**Exercise objective**. Each line from the opening of the listing below through the line that contains "Find the football player" is to be output exactly as written.

**Data provided**.
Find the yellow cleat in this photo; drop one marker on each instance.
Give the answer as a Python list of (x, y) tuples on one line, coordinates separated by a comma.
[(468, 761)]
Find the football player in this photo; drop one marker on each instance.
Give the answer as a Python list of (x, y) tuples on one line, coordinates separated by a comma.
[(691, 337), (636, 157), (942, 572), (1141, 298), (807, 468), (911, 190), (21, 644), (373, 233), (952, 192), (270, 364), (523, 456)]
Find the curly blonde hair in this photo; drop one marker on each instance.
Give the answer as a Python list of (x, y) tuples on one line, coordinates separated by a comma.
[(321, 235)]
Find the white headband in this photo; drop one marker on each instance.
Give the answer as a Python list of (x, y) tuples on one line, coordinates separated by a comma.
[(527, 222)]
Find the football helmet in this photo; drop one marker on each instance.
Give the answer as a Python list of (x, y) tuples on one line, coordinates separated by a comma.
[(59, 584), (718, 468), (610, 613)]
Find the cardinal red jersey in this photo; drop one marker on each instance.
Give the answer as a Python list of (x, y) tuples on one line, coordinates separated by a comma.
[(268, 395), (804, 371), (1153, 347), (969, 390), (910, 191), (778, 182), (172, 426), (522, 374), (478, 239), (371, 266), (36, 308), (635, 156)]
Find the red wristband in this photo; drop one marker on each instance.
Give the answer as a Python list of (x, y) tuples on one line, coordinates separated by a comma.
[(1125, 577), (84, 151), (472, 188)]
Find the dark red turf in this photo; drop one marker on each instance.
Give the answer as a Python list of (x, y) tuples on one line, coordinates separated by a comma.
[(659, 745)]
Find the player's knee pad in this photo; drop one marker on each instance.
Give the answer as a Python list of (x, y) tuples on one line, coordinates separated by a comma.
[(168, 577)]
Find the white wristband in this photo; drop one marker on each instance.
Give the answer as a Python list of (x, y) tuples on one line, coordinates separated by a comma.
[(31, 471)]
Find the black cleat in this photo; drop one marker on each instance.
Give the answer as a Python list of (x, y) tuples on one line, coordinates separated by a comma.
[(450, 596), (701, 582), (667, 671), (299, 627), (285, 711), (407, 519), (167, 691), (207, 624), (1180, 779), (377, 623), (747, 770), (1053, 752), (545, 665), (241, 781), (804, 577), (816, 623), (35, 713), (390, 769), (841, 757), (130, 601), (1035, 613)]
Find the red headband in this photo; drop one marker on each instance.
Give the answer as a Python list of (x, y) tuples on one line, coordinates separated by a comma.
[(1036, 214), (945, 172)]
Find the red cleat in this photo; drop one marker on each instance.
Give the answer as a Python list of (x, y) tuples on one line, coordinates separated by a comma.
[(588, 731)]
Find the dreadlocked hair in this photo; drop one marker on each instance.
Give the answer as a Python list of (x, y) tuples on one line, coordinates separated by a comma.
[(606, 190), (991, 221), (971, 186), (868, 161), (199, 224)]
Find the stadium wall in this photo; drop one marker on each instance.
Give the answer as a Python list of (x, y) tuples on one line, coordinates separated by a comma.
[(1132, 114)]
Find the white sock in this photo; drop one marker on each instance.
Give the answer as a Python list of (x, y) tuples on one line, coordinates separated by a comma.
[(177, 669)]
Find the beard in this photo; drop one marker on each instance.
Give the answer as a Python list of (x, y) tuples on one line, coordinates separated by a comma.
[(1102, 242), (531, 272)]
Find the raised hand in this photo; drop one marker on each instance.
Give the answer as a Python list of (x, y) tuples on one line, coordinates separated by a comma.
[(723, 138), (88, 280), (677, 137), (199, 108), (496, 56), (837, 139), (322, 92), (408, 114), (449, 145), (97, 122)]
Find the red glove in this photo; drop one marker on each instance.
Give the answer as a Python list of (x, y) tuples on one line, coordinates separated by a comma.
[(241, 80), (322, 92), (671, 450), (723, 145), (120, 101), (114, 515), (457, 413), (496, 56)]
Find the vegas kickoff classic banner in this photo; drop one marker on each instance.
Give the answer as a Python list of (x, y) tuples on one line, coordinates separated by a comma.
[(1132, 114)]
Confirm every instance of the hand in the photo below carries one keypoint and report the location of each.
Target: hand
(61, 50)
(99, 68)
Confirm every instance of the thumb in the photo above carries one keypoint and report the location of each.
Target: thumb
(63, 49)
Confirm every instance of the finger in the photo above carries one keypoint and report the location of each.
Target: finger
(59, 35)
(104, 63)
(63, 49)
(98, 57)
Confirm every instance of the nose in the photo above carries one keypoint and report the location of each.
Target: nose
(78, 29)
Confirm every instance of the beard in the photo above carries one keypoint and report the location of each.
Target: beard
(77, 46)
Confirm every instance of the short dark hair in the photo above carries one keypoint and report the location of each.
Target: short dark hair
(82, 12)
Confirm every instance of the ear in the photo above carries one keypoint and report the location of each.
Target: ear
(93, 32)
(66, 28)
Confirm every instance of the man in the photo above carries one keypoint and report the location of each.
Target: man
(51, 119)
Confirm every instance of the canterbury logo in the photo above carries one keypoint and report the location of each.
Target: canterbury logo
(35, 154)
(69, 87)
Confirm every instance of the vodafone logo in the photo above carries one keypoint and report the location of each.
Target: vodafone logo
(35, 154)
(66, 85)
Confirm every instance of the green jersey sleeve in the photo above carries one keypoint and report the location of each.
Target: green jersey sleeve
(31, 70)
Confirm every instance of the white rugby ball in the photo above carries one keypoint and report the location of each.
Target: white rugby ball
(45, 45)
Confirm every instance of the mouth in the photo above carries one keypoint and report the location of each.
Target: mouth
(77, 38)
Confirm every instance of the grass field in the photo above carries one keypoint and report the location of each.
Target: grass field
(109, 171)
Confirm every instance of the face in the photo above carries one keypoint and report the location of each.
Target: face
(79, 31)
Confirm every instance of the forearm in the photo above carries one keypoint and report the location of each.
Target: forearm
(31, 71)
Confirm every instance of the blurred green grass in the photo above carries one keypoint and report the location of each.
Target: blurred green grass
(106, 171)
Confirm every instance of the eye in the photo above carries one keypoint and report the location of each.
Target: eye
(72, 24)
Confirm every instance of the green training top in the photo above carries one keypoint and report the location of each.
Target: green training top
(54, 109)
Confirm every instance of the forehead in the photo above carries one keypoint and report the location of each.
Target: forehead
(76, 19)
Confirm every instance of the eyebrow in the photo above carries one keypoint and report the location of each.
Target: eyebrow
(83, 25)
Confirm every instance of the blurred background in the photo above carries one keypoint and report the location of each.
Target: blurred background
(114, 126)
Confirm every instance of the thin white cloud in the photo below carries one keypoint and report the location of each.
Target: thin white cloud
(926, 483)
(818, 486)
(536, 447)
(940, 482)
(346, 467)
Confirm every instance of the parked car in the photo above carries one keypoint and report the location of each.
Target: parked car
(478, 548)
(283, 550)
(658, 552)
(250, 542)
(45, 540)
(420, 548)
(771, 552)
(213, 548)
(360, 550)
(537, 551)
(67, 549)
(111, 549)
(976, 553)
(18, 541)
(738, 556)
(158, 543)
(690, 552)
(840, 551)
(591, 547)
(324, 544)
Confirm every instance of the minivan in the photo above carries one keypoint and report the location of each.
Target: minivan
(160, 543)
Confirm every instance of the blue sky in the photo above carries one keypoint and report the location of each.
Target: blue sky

**Exercise solution**.
Find the yellow cleat in this photo; drop one marker on each instance.
Give the answer as a Python list of (x, y) tuples on one line, coordinates separated by a comma.
[(468, 761)]
Find the football player in this photo; drop one marker on each instance.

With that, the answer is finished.